■ Exercice proposé A
D'après l'extrait sur le français à Vaudreuil-Dorion, quelle proportion d'habitants est en baisse selon Statistique Canada ?

■ Extrait de texte
^^^^^^^^

Pour une autre élève francophone qui n’a pas voulu être identifiée, la langue de Taylor Swift est tout simplement devenue un incontournable.

«C’est un peu ridicule de nous empêcher de parler en anglais [à l’école], la plupart d’internet est tout en anglais, de toute façon, lance-t-elle. Et si tu ne connais pas l’anglais, surtout au Québec, tu es fait. Tu ne pourras pas avancer.»

Le français en déclin à Vaudreuil-Dorion

L’anglais prend du galon dans les écoles de Vaudreuil-Dorion, mais aussi dans la population en général. La proportion d’habitants de cette municipalité qui ne parlent que l’anglais est en hausse, alors que celle d’habitants qui ne parlent que le français est en baisse, selon les plus récents chiffres de Statistique Canada.

Cette réalité se reflète au quotidien dans les commerces et les restaurants, où l’anglais est couramment parlé. Il est aussi parfois difficile de se faire servir en français dans certains restaurants, a constaté Le Journal lors de son passage de la semaine dernière.

^^^^^^^^

■ Données fournies

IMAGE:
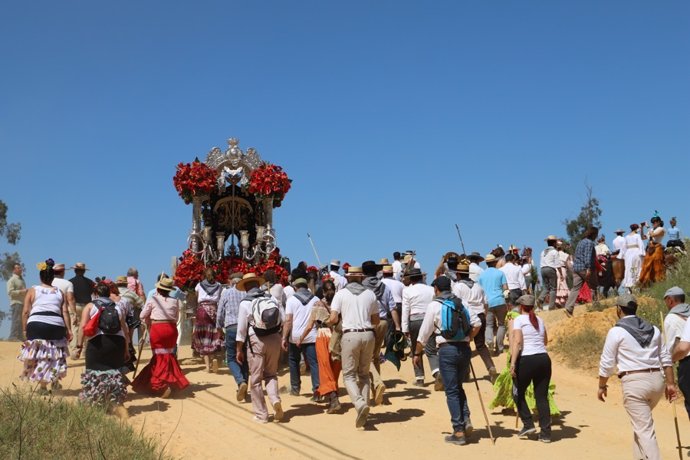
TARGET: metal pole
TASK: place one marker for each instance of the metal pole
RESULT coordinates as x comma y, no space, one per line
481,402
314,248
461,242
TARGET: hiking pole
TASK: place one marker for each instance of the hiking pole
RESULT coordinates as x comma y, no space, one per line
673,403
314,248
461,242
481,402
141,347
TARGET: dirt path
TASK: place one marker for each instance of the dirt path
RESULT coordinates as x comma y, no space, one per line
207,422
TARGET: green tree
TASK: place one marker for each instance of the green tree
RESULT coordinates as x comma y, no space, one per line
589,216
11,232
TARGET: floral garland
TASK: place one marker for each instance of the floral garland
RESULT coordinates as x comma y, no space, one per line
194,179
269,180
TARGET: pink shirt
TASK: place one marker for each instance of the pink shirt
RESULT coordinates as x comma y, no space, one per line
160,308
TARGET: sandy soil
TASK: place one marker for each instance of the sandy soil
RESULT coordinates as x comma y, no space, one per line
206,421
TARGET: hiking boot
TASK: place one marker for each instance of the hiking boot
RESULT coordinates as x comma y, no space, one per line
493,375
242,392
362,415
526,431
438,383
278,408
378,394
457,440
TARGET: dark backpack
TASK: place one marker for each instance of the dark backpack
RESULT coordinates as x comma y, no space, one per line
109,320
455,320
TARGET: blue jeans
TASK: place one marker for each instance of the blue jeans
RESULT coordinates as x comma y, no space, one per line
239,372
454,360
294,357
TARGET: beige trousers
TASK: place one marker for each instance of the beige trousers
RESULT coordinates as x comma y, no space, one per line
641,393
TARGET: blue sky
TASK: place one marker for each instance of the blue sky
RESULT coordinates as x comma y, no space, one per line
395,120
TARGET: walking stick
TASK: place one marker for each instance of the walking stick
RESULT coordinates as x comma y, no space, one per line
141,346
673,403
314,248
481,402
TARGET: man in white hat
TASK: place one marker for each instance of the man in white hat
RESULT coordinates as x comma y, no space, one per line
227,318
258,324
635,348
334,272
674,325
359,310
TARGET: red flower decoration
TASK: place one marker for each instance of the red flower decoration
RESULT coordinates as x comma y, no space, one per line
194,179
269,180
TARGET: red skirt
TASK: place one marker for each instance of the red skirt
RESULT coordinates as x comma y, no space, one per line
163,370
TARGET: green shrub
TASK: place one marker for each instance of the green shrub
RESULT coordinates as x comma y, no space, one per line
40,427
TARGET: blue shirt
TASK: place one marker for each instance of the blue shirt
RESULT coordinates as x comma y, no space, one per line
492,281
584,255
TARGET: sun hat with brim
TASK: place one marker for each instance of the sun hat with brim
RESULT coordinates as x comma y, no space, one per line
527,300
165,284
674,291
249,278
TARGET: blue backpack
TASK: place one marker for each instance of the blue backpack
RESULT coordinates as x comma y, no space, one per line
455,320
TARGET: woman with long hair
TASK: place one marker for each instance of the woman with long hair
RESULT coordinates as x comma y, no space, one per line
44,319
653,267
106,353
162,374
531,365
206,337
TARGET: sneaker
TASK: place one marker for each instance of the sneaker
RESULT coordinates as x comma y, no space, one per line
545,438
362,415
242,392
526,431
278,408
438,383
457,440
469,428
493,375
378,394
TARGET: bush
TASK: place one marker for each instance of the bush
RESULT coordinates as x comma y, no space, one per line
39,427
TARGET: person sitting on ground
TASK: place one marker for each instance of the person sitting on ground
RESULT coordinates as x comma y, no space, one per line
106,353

^^^^^^^^

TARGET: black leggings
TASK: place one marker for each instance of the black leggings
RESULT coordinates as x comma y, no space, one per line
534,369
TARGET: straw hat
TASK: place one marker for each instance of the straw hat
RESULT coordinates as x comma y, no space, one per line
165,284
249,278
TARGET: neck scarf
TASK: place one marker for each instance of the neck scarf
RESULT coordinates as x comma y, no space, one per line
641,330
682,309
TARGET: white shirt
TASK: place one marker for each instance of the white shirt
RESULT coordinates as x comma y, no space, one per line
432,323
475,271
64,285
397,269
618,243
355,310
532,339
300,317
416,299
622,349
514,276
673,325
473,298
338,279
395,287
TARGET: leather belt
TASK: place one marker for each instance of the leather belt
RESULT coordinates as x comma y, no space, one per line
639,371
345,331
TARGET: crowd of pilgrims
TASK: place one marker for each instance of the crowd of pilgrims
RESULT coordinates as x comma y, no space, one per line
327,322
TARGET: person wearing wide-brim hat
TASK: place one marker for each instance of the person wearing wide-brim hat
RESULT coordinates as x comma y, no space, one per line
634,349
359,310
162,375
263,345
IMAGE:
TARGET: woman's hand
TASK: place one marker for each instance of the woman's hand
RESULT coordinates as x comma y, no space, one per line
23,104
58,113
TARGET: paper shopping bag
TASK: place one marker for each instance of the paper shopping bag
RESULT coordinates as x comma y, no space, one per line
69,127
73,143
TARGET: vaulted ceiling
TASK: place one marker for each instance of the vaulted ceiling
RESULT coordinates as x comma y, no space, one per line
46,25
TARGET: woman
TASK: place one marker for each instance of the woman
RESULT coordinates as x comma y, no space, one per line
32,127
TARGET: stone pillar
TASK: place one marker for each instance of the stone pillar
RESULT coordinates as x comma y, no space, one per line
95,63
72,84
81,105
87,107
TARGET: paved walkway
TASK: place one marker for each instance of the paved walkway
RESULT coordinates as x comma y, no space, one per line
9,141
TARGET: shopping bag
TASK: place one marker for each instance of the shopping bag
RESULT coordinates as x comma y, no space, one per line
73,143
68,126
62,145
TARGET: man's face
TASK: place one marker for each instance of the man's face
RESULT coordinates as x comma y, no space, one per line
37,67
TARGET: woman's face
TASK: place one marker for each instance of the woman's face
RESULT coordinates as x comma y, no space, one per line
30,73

^^^^^^^^

■ Exercice proposé B
Indiquez combien de lignes des données ci-dessus contiennent la chaîne « brim ». Donnez uniquement le nombre.

■ Réponse attendue A
Celle des habitants qui ne parlent que le français.

■ Réponse attendue B
4